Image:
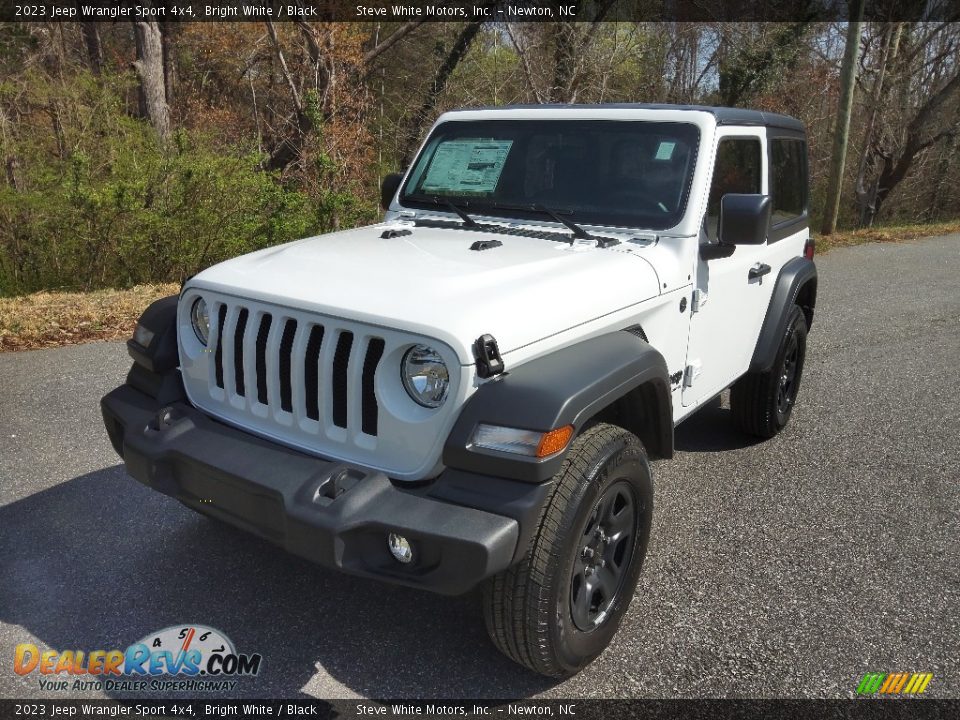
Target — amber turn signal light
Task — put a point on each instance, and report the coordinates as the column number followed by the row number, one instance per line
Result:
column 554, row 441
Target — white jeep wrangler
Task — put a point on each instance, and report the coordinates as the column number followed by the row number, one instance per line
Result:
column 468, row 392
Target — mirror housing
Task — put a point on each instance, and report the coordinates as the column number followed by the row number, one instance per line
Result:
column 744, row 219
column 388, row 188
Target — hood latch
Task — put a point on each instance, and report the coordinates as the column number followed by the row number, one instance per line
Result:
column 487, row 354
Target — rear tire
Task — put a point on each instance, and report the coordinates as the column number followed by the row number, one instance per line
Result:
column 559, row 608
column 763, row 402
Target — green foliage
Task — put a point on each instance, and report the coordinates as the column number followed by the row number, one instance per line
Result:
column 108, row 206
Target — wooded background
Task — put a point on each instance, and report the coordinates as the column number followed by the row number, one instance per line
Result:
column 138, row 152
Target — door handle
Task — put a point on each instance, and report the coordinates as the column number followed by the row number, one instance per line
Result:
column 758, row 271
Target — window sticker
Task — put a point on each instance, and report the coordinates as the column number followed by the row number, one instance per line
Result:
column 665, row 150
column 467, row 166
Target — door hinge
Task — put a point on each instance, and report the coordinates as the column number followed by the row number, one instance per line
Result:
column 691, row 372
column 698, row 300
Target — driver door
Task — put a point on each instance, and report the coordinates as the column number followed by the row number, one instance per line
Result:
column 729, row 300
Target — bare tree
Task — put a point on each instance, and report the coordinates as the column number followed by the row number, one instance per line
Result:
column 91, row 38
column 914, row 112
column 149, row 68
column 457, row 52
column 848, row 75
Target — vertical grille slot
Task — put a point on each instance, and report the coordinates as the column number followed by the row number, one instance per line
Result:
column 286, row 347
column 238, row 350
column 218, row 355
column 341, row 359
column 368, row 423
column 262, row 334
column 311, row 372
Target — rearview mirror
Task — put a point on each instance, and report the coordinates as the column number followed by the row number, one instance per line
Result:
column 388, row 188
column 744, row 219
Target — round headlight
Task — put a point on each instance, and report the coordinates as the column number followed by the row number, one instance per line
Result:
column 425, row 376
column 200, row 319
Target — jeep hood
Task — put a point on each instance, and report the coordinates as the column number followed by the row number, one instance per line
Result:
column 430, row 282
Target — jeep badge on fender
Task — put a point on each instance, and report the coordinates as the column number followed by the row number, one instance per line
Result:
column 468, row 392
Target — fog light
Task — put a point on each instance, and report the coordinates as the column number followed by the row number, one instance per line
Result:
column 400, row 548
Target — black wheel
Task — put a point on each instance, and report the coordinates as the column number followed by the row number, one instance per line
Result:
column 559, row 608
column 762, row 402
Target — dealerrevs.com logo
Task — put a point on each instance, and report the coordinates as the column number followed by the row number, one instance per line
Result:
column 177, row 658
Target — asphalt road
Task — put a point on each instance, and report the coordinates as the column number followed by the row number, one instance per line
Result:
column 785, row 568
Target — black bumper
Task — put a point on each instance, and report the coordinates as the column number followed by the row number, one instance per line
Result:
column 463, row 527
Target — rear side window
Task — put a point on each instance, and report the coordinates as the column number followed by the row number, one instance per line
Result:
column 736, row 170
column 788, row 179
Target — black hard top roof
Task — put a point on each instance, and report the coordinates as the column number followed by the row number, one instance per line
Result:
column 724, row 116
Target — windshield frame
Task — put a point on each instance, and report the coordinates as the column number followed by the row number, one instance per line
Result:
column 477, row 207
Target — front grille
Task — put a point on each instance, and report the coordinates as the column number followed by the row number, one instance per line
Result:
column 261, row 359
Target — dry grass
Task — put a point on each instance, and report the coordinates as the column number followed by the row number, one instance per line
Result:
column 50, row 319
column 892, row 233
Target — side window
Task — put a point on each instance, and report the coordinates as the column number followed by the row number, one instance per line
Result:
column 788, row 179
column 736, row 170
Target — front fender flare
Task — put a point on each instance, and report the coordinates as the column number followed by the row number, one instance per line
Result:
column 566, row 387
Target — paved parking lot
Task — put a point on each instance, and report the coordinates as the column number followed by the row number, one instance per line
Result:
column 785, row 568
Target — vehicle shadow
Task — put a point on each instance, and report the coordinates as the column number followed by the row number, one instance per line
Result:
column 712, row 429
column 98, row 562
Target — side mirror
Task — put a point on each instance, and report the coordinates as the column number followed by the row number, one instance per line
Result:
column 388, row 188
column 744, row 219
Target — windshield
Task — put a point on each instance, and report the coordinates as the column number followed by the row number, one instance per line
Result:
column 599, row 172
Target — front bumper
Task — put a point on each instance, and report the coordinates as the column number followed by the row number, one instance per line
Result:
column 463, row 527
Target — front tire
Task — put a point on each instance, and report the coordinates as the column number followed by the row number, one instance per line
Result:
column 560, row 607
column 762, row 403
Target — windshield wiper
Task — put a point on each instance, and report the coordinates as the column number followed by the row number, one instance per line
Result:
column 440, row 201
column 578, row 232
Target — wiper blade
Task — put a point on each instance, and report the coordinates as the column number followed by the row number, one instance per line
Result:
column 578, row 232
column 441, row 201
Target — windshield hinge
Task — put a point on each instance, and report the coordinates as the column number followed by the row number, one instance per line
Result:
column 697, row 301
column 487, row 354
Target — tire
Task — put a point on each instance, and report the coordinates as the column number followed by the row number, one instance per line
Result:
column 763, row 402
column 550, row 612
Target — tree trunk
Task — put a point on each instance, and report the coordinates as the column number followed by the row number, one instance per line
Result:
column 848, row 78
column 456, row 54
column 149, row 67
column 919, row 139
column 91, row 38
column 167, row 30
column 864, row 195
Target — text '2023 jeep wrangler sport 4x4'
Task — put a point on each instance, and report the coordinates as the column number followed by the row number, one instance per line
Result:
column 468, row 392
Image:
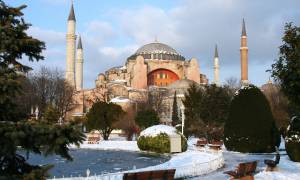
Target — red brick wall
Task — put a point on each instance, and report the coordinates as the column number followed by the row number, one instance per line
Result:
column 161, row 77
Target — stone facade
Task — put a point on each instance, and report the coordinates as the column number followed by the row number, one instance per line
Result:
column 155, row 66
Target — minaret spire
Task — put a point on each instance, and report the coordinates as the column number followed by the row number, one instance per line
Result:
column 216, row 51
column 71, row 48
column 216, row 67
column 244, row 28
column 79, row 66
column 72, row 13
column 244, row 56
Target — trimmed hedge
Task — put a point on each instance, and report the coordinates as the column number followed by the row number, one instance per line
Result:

===

• _WRITTEN TASK_: Write out the material above again, word for word, minus its pictures.

• _OUTPUT_:
Image:
Target — amber turn signal light
Task — put a point on each instance, and report the coordinates as the column number followed by the row number, one instance per line
Result:
column 554, row 441
Target — white jeep wrangler
Task — put a point on each instance, and report the coordinates as the column number followed by the row number, one instance per line
Result:
column 468, row 392
Target — mirror housing
Task — put a point on each instance, and report the coordinates as the column number followed by the row number, one instance per line
Result:
column 744, row 219
column 388, row 188
Target — hood latch
Task — put a point on each instance, and report the coordinates as the column number followed by the row number, one instance per line
Result:
column 487, row 354
Target — rear tire
Task — put a point on each instance, and report the coordinates as the column number followed by the row number, one instance per line
Result:
column 559, row 608
column 763, row 402
Target — green foliage
Task — put a point on each instance, and report the coordinates as the column number followed by the row number, one instance per line
Result:
column 108, row 206
Target — wooded background
Task — put a point on each instance, and report the coordinates as the column number followed by the row number, one instance per line
Result:
column 138, row 152
Target — door handle
Task — put a point on each instance, and report the coordinates as the column number followed by the row number, one instance per line
Result:
column 758, row 271
Target — window sticker
Task — put a point on each instance, and report the coordinates as the column number followed by the row number, one instance per line
Result:
column 665, row 150
column 467, row 166
Target — door hinge
Task — put a point on each instance, and report the coordinates as the column number followed by the row number, one instance per line
Result:
column 691, row 372
column 698, row 300
Target — driver door
Task — put a point on each instance, and report the coordinates as the column number followed by the row number, one instance per line
Result:
column 729, row 300
Target — bare tree
Task — put a point on each instance, and report the coordinates as the column number followed by the row number, one instance per line
Result:
column 91, row 38
column 914, row 112
column 149, row 68
column 457, row 52
column 848, row 75
Target — vertical grille slot
Task — put a point on each instance, and report the coordinates as the column number followed by the row number, one instance per line
Result:
column 286, row 347
column 238, row 350
column 218, row 355
column 341, row 359
column 368, row 423
column 262, row 334
column 311, row 372
Target — rearview mirror
Task — put a point on each instance, and report the coordinates as the column number followed by the row number, one instance per line
Result:
column 388, row 188
column 744, row 219
Target — round headlight
Task — put a point on each instance, and report the coordinates as the column number followed by the row number, one instance per line
Result:
column 425, row 376
column 200, row 319
Target — jeep hood
Task — put a point on each instance, and report the coordinates as the column number followed by the row number, one instance per line
Result:
column 430, row 282
Target — jeep badge on fender
Task — put a point on each instance, and report the coordinates as the column number followed by the row number, one instance per line
Result:
column 468, row 392
Target — fog light
Task — put a point on each instance, and report the coordinates as the column number followed by the row number, one instance per line
Result:
column 400, row 548
Target — black wheel
Task — put a point on each instance, and report the coordinates as the column number followed by the row number, one instance per line
Result:
column 559, row 608
column 762, row 402
Target — dealerrevs.com logo
Task — put a point on each instance, and report the coordinates as the column number followed by the row number, one instance per line
Result:
column 177, row 658
Target — asphalt road
Task — put a point on each instance, and report the coordinates as the column number followed by the row number, one instance per line
Result:
column 785, row 568
Target — black bumper
Task — put a point on each instance, and report the coordinates as the column number followed by the row number, one instance per line
Result:
column 463, row 527
Target — rear side window
Task — put a point on each instance, and report the coordinates as the column number followed by the row number, one instance per line
Result:
column 736, row 170
column 788, row 179
Target — black hard top roof
Task — put a point on each instance, and report the coordinates as the column number followed by the row number, one instance per line
Result:
column 724, row 116
Target — windshield frame
Task — put a point on each instance, and report the coordinates as the column number followed by the row number, one instance per line
Result:
column 477, row 207
Target — front grille
Task — put a point on each instance, and report the coordinates as the column number followed by the row number, one instance per line
Result:
column 261, row 359
Target — dry grass
Task — put a point on each instance, and report the coordinates as the column number followed by the row number, one instance per line
Result:
column 50, row 319
column 892, row 233
Target — side window
Task — put a point on each instance, and report the coordinates as the column number followed by the row number, one instance per line
Result:
column 788, row 179
column 736, row 170
Target — front fender flare
Task — put a point on each instance, and report the coordinates as the column number followed by the row number, one instance per line
Result:
column 566, row 387
Target — paved parking lot
Task — put a point on each instance, and report the coordinates as the column number followed by the row number, one instance per line
Result:
column 785, row 568
Target — vehicle shadow
Task — put a point on each instance, and report the coordinates as the column number followed by the row number, one instance per line
Result:
column 712, row 429
column 98, row 562
Target — side mirror
Task — put a point on each instance, and report the coordinates as the column number followed by the row number, one instance per line
Result:
column 388, row 188
column 744, row 219
Target — windshield
Task — put a point on each instance, and report the coordinates as the column number followed by the row number, one instance per line
Result:
column 599, row 172
Target — front bumper
Task — put a point on each instance, and report the coordinates as the column number followed by the row number, one instance per line
Result:
column 463, row 527
Target — front tire
Task — put a point on each instance, and report the coordinates as the column number followed by the row number, one instance per line
Result:
column 560, row 607
column 762, row 403
Target — windshield wiper
Task — put a point on each instance, and report the coordinates as the column number followed by the row number, one instance per line
Result:
column 440, row 201
column 578, row 232
Target — wiper blade
Task — put a point on each instance, and report the coordinates as the column number followed by the row number, one instance per line
Result:
column 578, row 232
column 441, row 201
Target — windshield hinge
Task — put a point on each instance, and report the coordinates as the column number followed by the row number, one instance per line
Result:
column 697, row 301
column 487, row 354
Target — tire
Task — put a point on each instance, and report the coordinates as the column number followed by the row number, one instance per line
Result:
column 763, row 402
column 550, row 612
Target — tree trunk
Task — put a point on each instance, and report the coordinates as the column number followed by the row number, one instance per line
Result:
column 848, row 78
column 456, row 54
column 149, row 67
column 919, row 139
column 91, row 38
column 167, row 30
column 864, row 195
Target — text '2023 jeep wrangler sport 4x4'
Task — put a point on each instance, and report the coordinates as the column number followed by the row number, one instance per line
Result:
column 468, row 392
Image:
Target — red brick wall
Task — put a point on each instance, and report the coordinates as the column number followed by the row number, one instance per line
Result:
column 161, row 77
Target — stone facade
Task — put a point on each instance, and report the coordinates as the column number followed by the row number, one instance per line
Result:
column 155, row 66
Target — minaret spire
Task — put a point on each instance, and report the coordinates as the column number followed by the row number, one instance per line
Result:
column 216, row 51
column 71, row 48
column 216, row 67
column 244, row 28
column 79, row 66
column 72, row 13
column 244, row 56
Target — trimmed hedge
Task — put a point on each instance, and report the coordinates as the column number followed by the row number, one instance per line
Result:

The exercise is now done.